What is needed ▸ In the article on the New Hampshire roundtable about racial inequities in COVID-19 health outcomes, retype everything from "During the discussion, the" down to "and Human Services.".
··· Passage shown
WASHINGTON – U.S. Senator Maggie Hassan and New Hampshire public health care leaders discussed racial inequities in health care outcomes amid the COVID-19 pandemic during a virtual roundtable discussion yesterday. Participants discussed a range of factors that contribute to why communities of color in New Hampshire make up a disproportionate number of COVID-19 cases in the state.
"[The murder of George Floyd] has led to a discussion about racial disparities, inequities, and injustice throughout our country,” Senator Hassan said. “That's obviously something we need to attend to. We needed to attend to it before COVID hit and before we saw the murder of George Floyd. We need to attend to it now.”
During the discussion, the participants discussed a variety of social determinants that influence health outcomes for communities of color.
“With COVID, we're seeing the downstream effects of the upstream social determinants underlying institutional inequities, and the underlying social and structural inequities, such as prejudice based on the social categories of race and class," said Trinidad Tellez, Director of the Office of Health Equity at the New Hampshire Department of Health and Human Services.
Joan Ascheim, Executive Director for the NH Public Health Association, talked about her discussions with people of color throughout the state and some of the factors that impact health outcomes, including substance misuse, food insecurity, and the digital divide in education.
“Housing is one of those issues that is really interconnected to all of these issues,” said Ascheim. “But it was interesting that it came up in our discussions with the Department of Corrections, it came up in the groups obviously on housing and homelessness, and it came up in the mental health and substance use group.”
Bobbie Bagley, Director of the Nashua Division of Public Health & Community Services, talked about Nashua’s response to COVID-19 and how the city worked to reach communities of color for testing, which included making sure testing was available in areas that have been historically underserved and hiring diverse staff who could overcome language barriers.
······
··· Supplied entries
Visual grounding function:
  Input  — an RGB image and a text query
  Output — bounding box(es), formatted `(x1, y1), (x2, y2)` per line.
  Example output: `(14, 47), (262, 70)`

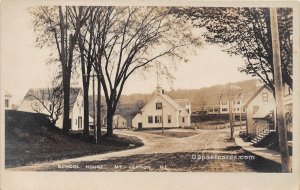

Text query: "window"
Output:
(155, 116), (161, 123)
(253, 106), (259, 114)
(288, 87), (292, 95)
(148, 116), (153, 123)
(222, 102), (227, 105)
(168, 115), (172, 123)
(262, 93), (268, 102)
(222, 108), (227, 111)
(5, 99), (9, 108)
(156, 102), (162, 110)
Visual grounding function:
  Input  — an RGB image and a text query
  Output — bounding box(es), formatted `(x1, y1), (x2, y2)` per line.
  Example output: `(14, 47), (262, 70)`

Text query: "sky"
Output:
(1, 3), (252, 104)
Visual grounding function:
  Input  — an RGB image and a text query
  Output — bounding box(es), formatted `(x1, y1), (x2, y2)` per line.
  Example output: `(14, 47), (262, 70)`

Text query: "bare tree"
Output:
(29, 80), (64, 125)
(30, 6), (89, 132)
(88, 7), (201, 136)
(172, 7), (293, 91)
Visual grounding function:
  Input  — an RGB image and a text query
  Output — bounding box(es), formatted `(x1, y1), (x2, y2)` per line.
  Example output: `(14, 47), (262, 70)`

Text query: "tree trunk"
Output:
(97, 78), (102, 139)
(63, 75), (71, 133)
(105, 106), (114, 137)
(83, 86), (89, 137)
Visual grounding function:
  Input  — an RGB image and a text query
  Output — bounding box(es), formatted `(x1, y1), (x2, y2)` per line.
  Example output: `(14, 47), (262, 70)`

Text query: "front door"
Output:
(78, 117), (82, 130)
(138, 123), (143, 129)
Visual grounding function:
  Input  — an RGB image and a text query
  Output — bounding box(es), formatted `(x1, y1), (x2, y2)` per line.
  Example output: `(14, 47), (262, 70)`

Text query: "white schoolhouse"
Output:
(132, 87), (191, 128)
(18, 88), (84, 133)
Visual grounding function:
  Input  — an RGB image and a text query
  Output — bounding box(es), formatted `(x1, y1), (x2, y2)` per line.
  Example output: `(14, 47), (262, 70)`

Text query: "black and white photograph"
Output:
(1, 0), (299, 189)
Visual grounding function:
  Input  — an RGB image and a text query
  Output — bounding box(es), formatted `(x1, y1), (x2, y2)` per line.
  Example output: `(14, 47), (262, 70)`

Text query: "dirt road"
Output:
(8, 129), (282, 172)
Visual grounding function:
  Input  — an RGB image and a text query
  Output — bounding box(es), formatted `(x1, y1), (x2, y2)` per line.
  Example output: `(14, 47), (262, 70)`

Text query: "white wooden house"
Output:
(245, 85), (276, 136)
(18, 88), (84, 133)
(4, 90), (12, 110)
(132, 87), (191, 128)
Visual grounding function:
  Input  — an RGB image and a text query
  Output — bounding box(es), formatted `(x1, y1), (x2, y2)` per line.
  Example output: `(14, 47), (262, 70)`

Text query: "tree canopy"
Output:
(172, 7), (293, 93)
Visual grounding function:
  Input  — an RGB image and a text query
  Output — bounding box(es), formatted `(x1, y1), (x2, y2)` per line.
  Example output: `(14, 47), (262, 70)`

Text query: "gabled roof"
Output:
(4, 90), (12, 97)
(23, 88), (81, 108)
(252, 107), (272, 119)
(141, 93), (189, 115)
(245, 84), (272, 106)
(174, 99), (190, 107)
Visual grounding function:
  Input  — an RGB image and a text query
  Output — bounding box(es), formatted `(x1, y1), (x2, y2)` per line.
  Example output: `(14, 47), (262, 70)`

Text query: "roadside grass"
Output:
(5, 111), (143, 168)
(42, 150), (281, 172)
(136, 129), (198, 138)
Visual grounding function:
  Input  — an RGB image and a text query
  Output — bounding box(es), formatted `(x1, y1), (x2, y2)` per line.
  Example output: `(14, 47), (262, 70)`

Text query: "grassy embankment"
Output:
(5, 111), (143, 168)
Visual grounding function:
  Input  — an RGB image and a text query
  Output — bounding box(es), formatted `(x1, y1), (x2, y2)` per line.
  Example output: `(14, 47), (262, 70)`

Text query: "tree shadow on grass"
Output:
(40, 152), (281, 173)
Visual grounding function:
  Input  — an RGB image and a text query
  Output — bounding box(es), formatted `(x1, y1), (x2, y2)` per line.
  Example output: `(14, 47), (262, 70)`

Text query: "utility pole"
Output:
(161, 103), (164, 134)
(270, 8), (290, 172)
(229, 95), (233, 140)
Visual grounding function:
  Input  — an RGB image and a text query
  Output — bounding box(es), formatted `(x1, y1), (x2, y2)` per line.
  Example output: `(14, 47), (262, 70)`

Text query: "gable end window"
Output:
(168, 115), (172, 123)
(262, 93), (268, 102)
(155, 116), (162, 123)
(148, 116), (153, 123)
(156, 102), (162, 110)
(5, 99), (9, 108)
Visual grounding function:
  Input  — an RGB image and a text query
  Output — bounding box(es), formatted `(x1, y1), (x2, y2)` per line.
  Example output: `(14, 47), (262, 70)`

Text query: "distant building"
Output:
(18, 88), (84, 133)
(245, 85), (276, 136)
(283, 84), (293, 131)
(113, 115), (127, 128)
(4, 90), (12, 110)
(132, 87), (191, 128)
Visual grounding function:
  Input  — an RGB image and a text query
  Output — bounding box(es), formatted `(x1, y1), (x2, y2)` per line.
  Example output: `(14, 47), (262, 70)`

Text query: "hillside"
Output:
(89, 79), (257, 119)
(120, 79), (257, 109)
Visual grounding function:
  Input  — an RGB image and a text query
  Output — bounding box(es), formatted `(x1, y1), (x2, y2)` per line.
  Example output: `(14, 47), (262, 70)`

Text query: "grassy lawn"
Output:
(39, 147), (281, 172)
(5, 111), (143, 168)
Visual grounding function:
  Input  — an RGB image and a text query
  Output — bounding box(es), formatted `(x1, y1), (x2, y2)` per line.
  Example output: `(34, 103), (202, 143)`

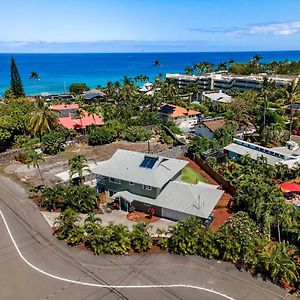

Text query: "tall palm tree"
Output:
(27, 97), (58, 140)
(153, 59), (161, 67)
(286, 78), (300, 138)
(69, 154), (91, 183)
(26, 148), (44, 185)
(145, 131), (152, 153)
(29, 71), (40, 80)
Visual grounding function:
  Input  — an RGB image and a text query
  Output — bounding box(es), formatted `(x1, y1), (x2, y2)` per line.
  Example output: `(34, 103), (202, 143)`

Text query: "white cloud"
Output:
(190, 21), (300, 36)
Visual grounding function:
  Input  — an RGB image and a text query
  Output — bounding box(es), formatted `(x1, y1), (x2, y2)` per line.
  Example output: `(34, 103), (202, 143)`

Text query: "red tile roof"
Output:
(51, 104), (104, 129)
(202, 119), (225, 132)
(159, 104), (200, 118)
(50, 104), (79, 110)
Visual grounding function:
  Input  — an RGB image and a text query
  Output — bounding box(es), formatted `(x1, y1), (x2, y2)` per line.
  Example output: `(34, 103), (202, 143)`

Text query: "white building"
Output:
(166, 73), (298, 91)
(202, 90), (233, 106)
······
Solved exercise ▸
During the discussion, the participants discussed a variety of social determinants that influence health outcomes for communities of color.
“With COVID, we're seeing the downstream effects of the upstream social determinants underlying institutional inequities, and the underlying social and structural inequities, such as prejudice based on the social categories of race and class," said Trinidad Tellez, Director of the Office of Health Equity at the New Hampshire Department of Health and Human Services.